Records from a collection
────────────────

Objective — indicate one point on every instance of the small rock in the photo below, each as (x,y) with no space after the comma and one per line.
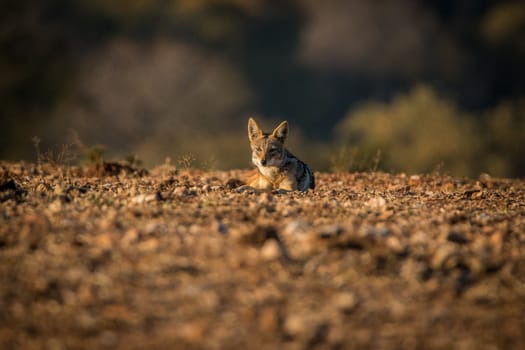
(376,202)
(103,241)
(144,198)
(345,302)
(414,180)
(295,325)
(149,245)
(221,227)
(269,319)
(457,237)
(270,250)
(108,338)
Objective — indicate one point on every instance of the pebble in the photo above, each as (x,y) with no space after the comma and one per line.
(270,250)
(345,302)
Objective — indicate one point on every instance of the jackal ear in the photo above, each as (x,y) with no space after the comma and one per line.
(254,131)
(281,131)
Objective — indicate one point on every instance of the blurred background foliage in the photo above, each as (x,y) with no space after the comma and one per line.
(403,85)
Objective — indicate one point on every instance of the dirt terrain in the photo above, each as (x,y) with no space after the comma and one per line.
(108,256)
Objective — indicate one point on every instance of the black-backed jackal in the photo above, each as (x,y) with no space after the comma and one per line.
(277,168)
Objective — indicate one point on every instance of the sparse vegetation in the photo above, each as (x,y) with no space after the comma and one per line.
(119,258)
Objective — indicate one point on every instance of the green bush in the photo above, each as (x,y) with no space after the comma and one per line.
(416,132)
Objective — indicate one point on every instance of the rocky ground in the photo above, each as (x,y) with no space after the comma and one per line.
(109,256)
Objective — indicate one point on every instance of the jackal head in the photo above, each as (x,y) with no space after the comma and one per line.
(267,148)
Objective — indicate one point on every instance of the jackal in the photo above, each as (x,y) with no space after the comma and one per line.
(277,168)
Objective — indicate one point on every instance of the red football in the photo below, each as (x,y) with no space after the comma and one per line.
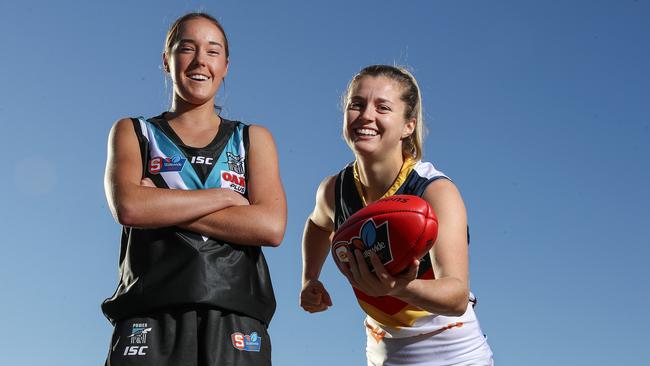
(397,228)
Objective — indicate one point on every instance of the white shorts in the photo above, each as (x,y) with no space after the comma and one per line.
(457,346)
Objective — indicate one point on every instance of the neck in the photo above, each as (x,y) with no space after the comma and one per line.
(377,176)
(186,113)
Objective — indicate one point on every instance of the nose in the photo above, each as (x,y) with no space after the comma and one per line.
(367,113)
(199,57)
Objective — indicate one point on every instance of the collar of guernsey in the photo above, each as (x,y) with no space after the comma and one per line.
(407,167)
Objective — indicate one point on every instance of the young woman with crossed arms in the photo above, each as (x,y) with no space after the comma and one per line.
(198,195)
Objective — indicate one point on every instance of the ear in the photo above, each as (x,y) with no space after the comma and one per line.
(165,62)
(409,127)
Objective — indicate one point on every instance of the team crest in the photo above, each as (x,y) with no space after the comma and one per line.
(371,239)
(246,342)
(235,163)
(161,165)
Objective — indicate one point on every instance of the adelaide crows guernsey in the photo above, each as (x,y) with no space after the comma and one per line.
(388,316)
(166,267)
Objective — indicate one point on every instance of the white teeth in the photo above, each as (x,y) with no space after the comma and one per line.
(365,132)
(198,77)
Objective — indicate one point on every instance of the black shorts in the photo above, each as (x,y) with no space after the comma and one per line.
(190,337)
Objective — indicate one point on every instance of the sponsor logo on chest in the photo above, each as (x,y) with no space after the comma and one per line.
(158,164)
(138,340)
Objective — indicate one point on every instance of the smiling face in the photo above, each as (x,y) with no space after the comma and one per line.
(197,61)
(374,120)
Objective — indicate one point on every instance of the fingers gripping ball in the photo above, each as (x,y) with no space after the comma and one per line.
(397,229)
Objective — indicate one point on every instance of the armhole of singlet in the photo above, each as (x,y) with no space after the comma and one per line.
(143,142)
(337,201)
(246,140)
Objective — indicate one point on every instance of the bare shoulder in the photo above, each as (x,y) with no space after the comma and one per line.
(443,195)
(122,127)
(260,133)
(323,214)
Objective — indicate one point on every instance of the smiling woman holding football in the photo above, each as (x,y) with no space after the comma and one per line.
(198,195)
(424,315)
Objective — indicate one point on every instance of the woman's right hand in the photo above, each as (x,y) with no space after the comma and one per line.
(314,297)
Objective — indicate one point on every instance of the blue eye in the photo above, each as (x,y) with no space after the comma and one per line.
(354,105)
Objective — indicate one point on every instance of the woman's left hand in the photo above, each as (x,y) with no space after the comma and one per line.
(379,283)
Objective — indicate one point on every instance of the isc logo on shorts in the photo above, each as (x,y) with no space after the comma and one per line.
(139,332)
(246,342)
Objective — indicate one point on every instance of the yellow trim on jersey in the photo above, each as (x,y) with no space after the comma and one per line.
(404,171)
(404,318)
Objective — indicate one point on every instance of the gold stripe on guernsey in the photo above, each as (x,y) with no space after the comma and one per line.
(406,169)
(409,314)
(404,318)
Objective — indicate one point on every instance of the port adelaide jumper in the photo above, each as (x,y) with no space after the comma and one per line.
(168,267)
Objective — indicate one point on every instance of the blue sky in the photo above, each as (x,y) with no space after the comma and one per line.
(539,111)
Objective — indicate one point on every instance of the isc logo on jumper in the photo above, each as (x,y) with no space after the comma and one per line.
(246,342)
(161,165)
(371,239)
(235,163)
(234,181)
(138,337)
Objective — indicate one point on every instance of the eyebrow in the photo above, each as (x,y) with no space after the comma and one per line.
(187,40)
(378,99)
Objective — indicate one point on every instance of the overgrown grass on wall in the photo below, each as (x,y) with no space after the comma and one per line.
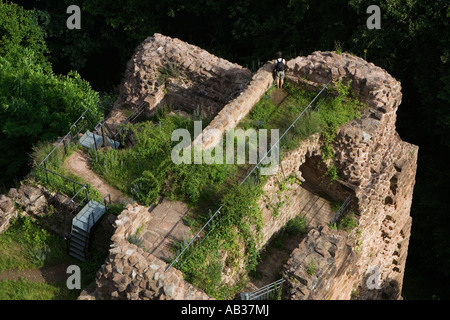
(147,171)
(54,162)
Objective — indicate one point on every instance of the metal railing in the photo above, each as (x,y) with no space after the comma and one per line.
(256,167)
(268,292)
(340,212)
(132,118)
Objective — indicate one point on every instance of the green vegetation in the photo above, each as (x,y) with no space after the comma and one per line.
(414,46)
(55,182)
(311,267)
(35,104)
(146,171)
(26,245)
(23,289)
(329,114)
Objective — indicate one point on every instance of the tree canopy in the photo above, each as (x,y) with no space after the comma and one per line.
(35,104)
(413,45)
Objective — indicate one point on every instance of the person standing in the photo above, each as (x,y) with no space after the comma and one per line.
(280,66)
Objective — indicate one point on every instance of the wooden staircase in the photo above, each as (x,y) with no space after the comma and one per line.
(92,140)
(82,224)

────────────────

GOAL ::
Return every line of the material above verbatim, leaving out the pictures.

THE REPLY ::
Objective — indicate one point on every instance of the small rock in the photo below, each as (x,y) with no space after the comma and one per line.
(376,202)
(103,241)
(144,198)
(345,302)
(414,180)
(295,325)
(149,245)
(221,227)
(269,319)
(457,237)
(270,250)
(108,338)
Objective — indicate one point on every instance of the pebble in the photo above, each as (x,y) with no space after the comma and one per line.
(270,250)
(345,302)
Objective — indicate one point on every instance of the jackal ear in the photo above, each as (x,y) with no space after the comma and one per line.
(254,131)
(281,131)
Objective — indicate one point on every instance of the blurred background foliage in the photo above, each as (x,y) with no space after the comma and one per line.
(403,85)
Objective — indicate one point on every instance of the dirt terrain in the photo above, each as (x,y) with no space after the comma and one per line.
(108,256)
Objective — indicate one point on every instance of the black-backed jackal in the photo above, each as (x,y) with no space after the comma and one per line.
(277,168)
Objective — indicate one point on every instance of the sparse vegetation in the photo above, each as (x,y) with no space after the comma and one per line.
(119,258)
Objective — indicate one point on every instance of the green bush in the photo above, each as (x,y) with no space after the comma and one per line.
(416,132)
Objective — indicate one point on every instance of the rocky ground in the photo above, each as (x,y) with no space after the comma and one per line.
(109,256)
Objective — indicate one point on every instance of the jackal head in the photo above, each as (x,y) with no space after the comma and one per line.
(267,148)
Objective — indicate one point on every instance of the jackal in the photo above, each as (x,y) with no space after the comma and one per line.
(277,168)
Objective — indicate one point on every instance of the red football in the photo below, each as (x,y) with no space after the comma and one per line.
(397,228)
Objective — indicate one point on every instance of the white shorts in the photo above, each as (x,y) with no space after the comma and one per line.
(457,346)
Objective — indicate one point on every instance of the neck in the photo above, each as (x,y) with no space after the comma and one per line.
(377,176)
(186,113)
Objective — indicate one point on every instance of the nose in the photo above, each as (x,y) with no space after the comma and one per line.
(367,113)
(199,57)
Objective — indicate one point on every instance of the collar of guernsey in the photo above, each as (x,y) with no space after the comma and one per line.
(407,167)
Objective — indicate one point on every instance of the young woman with crossed arms in the photo above, each as (x,y) with no space after the comma and one per line.
(198,195)
Objective — indicate one point on every instance of the ear in the photo above, each as (x,y) with no space after the comma and one per line.
(165,62)
(409,127)
Objective — indicate one point on every instance of the team crest in the photo above, each as (x,y) with no space after the comma and one per line.
(371,239)
(246,342)
(235,163)
(161,165)
Objective — indicate one point on every instance of the adelaide crows guernsey in the photo above, each as (x,y) with no space after the comma and one per line.
(388,316)
(166,267)
Objective — indicate one point on every instance of the white teeth in the photo above, each as (x,y) with no space after the comma and one per line.
(365,132)
(198,77)
Objective — indicate one point on every instance of the black shorts in the photo above, each as (x,y) with no space after the comma and one per line.
(190,337)
Objective — indicate one point on every instance of the sponsor logo on chest in the photo above, each as (x,y) with no space after the comma and one per line.
(158,164)
(138,340)
Objective — indicate one point on every instance of the smiling face in the photo above, each as (x,y) with no space after the comma and one per line.
(197,61)
(374,120)
Objective — indicate one point on every instance of the fingers gripping ball in the photo above, each as (x,y) with no space after the comma and one per line.
(397,229)
Objective — indicate one point on every instance of the armhole of singlet in the photo above, each as (x,y) with no space after the comma and one per line.
(143,142)
(337,201)
(246,140)
Objective — indicate one point on every instance of the bare shoulder in the photo above, each as (x,y) with no space after the comma and one per line.
(443,195)
(122,127)
(260,133)
(323,214)
Objective — indicate one point on every instance of the smiling woman holding football in the photo above, each as (x,y) with no space after the comma and one per line.
(198,195)
(424,315)
Objective — indicate one point on every instance of the woman's right hand in the photo above, each as (x,y) with no space after the comma and one per line.
(314,297)
Objective — indicate one point on every instance of the blue eye in the photo above, each as (x,y) with no space after the comma and one per line.
(354,105)
Objective — indicate one point on every instance of the woman's left hand in the photo above, each as (x,y) with no space after the comma and one per line.
(379,283)
Objective — indicate one point on every instance of the isc logo on shorts in the photo above, each as (x,y) with no space after the comma and one per line.
(139,332)
(246,342)
Objective — indicate one point on every instance of the yellow trim on jersey in the photo above, each as (x,y) with no space after the comma and one per line.
(404,171)
(404,318)
Objective — indicate one point on every instance of the gold stripe on guernsey in the photo above, each as (x,y) with no space after the comma and one per line.
(406,169)
(409,314)
(404,318)
Objective — indicate one point on every instance of the port adelaide jumper in the photo above, each as (x,y) with no space after the comma and one per line.
(168,267)
Objective — indicate one point on every instance of the blue sky in the photo above, each as (x,y) with no space after the comma and one per line.
(539,111)
Objective — indicate one point on every instance of the isc logo on jumper in the photo above, each as (x,y) with no space after the comma and one per line.
(246,342)
(161,165)
(371,239)
(235,163)
(234,181)
(138,337)
Objective — indicate one point on every instance of the eyebrow in the photo above, each as (x,y) with no space after the comma and one per line.
(187,40)
(378,99)
Objective — indicate one point on every instance of the overgrown grass on wall in the photo below, each as (x,y) with no space after the comma and one per line.
(147,171)
(54,162)
Objective — indicate one point on every instance of the metal railing in the photo above, each as (x,y) with no space after the comma and one per line.
(256,167)
(268,292)
(340,212)
(132,118)
Objective — indicate one point on every instance of the green vegetation in the photo above, each as (x,y) with no space after the comma and one per line.
(414,46)
(55,182)
(311,267)
(35,104)
(146,171)
(26,245)
(23,289)
(329,114)
Objective — indicate one point on every instance of the tree canopy in the photo above, each as (x,y) with no space after the comma and one per line.
(35,104)
(413,45)
Objective — indicate one point on every instance of the person standing in the photo above, each as (x,y) with no space after the comma and one per line.
(280,66)
Objective — indicate one point on every instance of the wooden staircase in the photo above, each as (x,y) with no space after the comma and one per line.
(92,140)
(82,224)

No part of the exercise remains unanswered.